# Gifts to a spouse and share matching rules

Do share matching rules affect the base cost of a gift to a spouse, just like other disposals?

• ### Transfer of Property - Settlements Trap ?

Do share matching rules affect the base cost of a 'no gain no loss' gift to a spouse, in the same way as for any other disposal?

For example, if a wife gifts 10 shares to her husband, but acquires 5 more shares of the same type (at a higher cost) in the following 30 days, will that increase the base cost (and the deemed proceeds) of the gifted shares?

Assuming it does, I wonder what the capital gains computation for such a 'no gain no loss' gift look like. Are both disposals (B&B, and S104) that constitute the gift considered at 'no gain no loss', or only the gift overall? If the latter, then is it expected that while there is a net zero gain for the gift, the B&B disposal might amount to a loss, and the S104 disposal amount to an equal but opposite gain? It makes a difference as far as the "Gains in the year" / "Losses in the year" boxes on the SA108 are concerned.

### Replies (9)

By penelope pitstop
29th Dec 2021 15:05

On my Excel spreadsheet CGT calculations for husband's disposals I merely showed something like the following:

Shares transferred to wife Mrs X X X on 31.3.14 on a no gain/no loss basis:

BT Group Plc 9.12.91 - 650 shares cost £1,530
Standard Life Plc 10.7.06 - 1969 shares cost £4,200
Etc. etc.

However, for the husband's Taxcalc entries I showed the following:

BT Group Plc 650 shares
9.12.91 cost £1,530
31.3.14 sold £1,530
Gain/loss £0
Connected to purchaser or seller - Yes

Standard Life Plc 1969 shares
10.7.06 cost £4,200
31.3.14 sold £4,200
Gain/loss £0
Connected to purchaser or seller - Yes

Thanks (1)
By The Dullard
29th Dec 2021 18:12

Yes. The 10 shares transferred to the husband are matched first with the 5 shares that the wife has purchased in the 30 days after the transfer. The other 5 come from the pool.

The nil gain/nil loss transfer is calculated by calculating the consideration that produces neither a gain nor a loss, and that is the cost of the 5 new shares plus the appropriate proportion of the pool for the other 5 shares.

It really is that simple.

Thanks (1)
By 1640123970
29th Dec 2021 18:50

Thanks for confirming!

In this case, for the Capital Gains computations, would you then show two disposals with an associated gain/loss? eg. If the consideration for the whole gift is calculated to be £1500 (5 × £200 from new acquisition, and 5 × £100 from pool):

04/01/21 - Disposal of 5 shares from acquisition on 08/01/21
Cost: £1000
Proceeds: £750
Loss: (£250)

= = = = = = =

> PROMPT A
Copy the entries from their start through the line containing "[0,0,272,81]", keeping every line unchanged and including both ends.

Dataset entries:
= = = = = = =

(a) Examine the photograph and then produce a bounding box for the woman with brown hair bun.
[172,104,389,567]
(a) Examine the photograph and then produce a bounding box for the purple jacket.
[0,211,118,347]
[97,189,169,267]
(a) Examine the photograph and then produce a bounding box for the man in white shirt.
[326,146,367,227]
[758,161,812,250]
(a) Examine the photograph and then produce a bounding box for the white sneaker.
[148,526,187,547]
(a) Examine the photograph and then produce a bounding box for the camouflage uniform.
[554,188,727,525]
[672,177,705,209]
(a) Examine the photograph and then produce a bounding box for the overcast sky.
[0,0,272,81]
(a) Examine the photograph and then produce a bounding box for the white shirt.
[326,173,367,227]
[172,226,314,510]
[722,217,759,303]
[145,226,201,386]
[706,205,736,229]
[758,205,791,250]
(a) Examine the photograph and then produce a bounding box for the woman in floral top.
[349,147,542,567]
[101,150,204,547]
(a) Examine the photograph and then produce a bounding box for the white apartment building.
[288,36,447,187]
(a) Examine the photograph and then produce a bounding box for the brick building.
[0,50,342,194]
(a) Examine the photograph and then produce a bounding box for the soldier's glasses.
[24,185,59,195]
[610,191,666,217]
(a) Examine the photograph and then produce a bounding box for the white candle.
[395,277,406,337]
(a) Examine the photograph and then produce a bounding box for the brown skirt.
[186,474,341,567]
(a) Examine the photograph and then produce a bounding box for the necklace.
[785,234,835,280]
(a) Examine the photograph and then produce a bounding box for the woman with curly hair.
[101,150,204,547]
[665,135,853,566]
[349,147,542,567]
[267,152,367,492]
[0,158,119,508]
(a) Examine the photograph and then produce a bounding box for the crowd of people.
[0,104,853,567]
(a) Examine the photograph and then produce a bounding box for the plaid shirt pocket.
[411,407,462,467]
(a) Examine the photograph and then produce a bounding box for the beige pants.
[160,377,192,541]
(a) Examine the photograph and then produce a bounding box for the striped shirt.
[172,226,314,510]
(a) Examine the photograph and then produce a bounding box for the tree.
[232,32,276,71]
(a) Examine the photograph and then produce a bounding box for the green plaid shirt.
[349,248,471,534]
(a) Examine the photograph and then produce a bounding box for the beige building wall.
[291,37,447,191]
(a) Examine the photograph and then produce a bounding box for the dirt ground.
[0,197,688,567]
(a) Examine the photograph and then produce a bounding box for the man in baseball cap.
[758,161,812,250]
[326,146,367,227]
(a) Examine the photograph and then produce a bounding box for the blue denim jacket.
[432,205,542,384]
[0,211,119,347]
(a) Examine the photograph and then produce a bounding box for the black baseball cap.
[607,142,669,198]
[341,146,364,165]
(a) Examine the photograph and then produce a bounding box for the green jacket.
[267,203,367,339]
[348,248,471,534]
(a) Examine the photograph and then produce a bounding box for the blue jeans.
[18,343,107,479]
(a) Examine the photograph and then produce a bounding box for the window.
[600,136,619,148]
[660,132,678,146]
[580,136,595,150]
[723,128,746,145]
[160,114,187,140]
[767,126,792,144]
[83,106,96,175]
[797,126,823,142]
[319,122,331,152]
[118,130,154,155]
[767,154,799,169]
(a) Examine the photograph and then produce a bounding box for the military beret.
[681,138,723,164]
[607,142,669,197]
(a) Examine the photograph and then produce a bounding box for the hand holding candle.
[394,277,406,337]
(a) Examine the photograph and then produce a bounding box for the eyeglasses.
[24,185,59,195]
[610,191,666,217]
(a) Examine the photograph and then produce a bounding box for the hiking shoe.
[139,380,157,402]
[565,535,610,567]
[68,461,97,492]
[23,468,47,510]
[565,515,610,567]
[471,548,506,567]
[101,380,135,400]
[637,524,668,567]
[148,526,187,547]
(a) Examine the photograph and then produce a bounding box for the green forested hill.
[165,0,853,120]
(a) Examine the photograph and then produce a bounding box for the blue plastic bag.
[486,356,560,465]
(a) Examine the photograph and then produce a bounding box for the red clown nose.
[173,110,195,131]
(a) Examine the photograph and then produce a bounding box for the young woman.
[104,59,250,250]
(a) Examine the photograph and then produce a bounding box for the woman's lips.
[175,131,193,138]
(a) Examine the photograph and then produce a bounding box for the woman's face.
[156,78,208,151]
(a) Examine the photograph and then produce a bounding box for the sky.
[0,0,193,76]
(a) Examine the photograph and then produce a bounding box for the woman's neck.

= = = = = = =

> PROMPT B
In the thread on gifts to a spouse and share matching rules, rewrite the part that opens with the words containing "By The Dullard" and closes with "other 5 shares.", changing "pool" to "holding" throughout.

> TASK ANSWER A
(a) Examine the photograph and then produce a bounding box for the woman with brown hair bun.
[172,104,389,567]
(a) Examine the photograph and then produce a bounding box for the purple jacket.
[0,211,118,347]
[97,189,169,267]
(a) Examine the photograph and then produce a bounding box for the man in white shirt.
[326,146,367,227]
[758,161,812,250]
(a) Examine the photograph and then produce a bounding box for the white sneaker.
[148,526,187,547]
(a) Examine the photograph and then produce a bounding box for the camouflage uniform.
[554,188,727,525]
[672,177,705,209]
(a) Examine the photograph and then produce a bounding box for the overcast sky.
[0,0,272,81]

> TASK ANSWER B
By The Dullard
29th Dec 2021 18:12

Yes. The 10 shares transferred to the husband are matched first with the 5 shares that the wife has purchased in the 30 days after the transfer. The other 5 come from the holding.

The nil gain/nil loss transfer is calculated by calculating the consideration that produces neither a gain nor a loss, and that is the cost of the 5 new shares plus the appropriate proportion of the holding for the other 5 shares.